Start of Data

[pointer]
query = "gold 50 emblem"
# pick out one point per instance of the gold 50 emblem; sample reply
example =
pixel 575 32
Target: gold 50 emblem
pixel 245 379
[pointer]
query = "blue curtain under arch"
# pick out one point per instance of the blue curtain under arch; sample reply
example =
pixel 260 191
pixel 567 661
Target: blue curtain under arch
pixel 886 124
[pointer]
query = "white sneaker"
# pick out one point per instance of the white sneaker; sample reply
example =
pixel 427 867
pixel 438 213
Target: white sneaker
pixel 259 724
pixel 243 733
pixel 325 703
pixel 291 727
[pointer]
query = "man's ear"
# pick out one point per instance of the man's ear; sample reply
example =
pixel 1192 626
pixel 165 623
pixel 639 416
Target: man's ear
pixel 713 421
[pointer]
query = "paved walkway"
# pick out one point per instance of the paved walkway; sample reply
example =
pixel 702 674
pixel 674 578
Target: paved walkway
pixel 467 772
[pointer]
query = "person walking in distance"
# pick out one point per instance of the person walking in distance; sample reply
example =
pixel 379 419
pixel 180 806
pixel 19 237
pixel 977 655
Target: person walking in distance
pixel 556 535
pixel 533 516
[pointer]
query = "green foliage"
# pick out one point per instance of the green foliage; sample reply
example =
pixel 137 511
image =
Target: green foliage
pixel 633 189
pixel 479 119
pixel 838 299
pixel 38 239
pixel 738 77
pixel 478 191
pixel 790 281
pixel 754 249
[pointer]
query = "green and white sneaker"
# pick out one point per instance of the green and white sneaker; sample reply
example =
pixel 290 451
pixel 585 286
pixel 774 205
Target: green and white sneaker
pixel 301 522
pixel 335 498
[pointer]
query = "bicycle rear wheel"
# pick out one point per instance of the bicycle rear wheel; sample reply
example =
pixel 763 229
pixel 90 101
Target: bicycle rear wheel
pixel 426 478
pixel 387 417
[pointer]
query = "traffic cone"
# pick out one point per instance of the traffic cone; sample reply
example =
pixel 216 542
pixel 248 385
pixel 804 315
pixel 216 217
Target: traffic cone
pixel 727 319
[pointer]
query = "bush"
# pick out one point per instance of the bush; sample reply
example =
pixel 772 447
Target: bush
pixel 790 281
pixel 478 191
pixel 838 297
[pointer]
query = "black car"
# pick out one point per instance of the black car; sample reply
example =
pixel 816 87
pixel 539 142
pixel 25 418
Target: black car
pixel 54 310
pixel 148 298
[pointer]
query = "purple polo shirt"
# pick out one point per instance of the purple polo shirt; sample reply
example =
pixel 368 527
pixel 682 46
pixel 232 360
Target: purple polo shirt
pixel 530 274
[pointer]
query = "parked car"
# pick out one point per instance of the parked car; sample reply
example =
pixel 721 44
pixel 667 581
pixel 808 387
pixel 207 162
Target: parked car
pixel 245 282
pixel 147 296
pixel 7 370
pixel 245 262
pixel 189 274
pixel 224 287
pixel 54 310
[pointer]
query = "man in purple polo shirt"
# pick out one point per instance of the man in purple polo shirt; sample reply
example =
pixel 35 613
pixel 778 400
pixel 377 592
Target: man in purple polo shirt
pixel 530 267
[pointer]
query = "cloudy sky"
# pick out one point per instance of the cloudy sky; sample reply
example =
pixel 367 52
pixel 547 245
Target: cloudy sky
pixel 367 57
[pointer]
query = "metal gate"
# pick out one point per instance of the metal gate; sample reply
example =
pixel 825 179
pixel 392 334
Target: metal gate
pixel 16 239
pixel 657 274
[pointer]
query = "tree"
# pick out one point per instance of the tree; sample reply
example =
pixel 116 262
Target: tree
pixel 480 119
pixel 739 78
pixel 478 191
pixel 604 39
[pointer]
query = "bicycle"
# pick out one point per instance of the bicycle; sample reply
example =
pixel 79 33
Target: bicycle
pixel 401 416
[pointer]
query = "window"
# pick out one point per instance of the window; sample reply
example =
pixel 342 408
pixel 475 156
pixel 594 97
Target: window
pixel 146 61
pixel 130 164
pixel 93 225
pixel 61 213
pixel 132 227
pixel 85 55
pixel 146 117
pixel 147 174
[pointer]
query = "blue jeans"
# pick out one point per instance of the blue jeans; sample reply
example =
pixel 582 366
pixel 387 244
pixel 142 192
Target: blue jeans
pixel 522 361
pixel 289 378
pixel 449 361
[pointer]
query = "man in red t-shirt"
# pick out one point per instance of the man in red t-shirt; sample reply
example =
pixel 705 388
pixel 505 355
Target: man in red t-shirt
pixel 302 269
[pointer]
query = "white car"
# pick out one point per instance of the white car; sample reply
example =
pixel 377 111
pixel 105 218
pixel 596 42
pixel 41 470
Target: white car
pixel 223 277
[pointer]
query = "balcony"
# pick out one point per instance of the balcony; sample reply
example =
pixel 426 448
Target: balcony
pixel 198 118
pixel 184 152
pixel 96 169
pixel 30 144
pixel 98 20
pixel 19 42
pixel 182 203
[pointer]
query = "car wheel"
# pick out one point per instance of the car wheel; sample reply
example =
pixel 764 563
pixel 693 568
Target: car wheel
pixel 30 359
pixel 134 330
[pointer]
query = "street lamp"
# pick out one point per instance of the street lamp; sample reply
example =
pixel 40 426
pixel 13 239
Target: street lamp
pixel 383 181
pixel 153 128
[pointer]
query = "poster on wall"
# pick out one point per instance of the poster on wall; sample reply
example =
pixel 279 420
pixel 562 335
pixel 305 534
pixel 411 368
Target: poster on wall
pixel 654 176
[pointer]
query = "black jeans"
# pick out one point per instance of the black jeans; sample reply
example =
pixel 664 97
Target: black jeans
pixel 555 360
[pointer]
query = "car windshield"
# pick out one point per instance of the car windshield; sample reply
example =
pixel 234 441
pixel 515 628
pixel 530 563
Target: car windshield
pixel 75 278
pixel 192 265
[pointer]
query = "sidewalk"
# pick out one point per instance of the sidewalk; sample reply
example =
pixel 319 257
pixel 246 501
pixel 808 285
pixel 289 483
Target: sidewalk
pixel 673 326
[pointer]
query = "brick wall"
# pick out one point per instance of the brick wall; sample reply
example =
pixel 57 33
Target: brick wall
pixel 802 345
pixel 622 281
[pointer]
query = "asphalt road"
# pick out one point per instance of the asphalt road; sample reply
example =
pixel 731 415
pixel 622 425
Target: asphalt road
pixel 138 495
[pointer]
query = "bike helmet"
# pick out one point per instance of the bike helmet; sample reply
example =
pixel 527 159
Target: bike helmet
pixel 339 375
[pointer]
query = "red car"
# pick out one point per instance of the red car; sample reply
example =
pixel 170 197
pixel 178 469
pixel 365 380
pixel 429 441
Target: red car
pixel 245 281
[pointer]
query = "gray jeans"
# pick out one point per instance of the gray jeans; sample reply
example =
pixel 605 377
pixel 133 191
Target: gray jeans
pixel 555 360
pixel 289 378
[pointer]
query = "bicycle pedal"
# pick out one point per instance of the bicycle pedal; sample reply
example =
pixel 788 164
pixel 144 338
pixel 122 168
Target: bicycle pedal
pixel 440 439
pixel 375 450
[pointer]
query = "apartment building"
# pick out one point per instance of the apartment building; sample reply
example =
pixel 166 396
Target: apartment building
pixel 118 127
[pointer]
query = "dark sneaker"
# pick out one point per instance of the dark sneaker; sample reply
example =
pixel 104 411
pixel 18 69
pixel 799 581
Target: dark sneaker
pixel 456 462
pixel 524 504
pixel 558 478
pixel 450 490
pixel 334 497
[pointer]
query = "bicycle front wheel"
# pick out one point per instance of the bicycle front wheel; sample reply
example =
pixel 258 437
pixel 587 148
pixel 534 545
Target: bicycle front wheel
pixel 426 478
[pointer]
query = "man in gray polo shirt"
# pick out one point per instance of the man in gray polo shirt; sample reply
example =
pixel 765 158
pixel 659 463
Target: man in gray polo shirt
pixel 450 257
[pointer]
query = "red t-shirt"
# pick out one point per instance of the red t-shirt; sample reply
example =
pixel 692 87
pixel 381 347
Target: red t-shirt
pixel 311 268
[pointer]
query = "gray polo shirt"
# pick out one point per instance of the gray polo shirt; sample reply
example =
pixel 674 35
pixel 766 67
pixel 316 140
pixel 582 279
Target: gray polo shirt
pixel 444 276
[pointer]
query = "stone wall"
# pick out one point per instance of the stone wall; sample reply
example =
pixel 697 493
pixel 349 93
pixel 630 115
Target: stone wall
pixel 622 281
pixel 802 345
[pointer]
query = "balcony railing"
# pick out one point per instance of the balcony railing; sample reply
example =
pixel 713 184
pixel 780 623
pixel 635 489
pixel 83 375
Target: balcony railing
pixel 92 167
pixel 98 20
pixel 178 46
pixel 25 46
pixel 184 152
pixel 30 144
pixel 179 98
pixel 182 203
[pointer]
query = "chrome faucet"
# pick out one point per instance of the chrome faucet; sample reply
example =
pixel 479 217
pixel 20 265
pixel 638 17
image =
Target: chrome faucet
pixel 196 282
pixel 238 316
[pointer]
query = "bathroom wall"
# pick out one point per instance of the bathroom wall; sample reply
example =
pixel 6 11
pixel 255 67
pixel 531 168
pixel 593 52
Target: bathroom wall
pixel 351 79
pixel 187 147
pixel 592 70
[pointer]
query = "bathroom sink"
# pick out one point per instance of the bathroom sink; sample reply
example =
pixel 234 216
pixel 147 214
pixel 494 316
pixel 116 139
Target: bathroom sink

End of Data

Written problem: Copy the listing word for word, from its first line through the line containing "pixel 245 379", that line included.

Solution to the problem:
[pointer]
query = "gold 50 emblem"
# pick out one point per instance of the gold 50 emblem; sample reply
example =
pixel 575 32
Target: gold 50 emblem
pixel 245 379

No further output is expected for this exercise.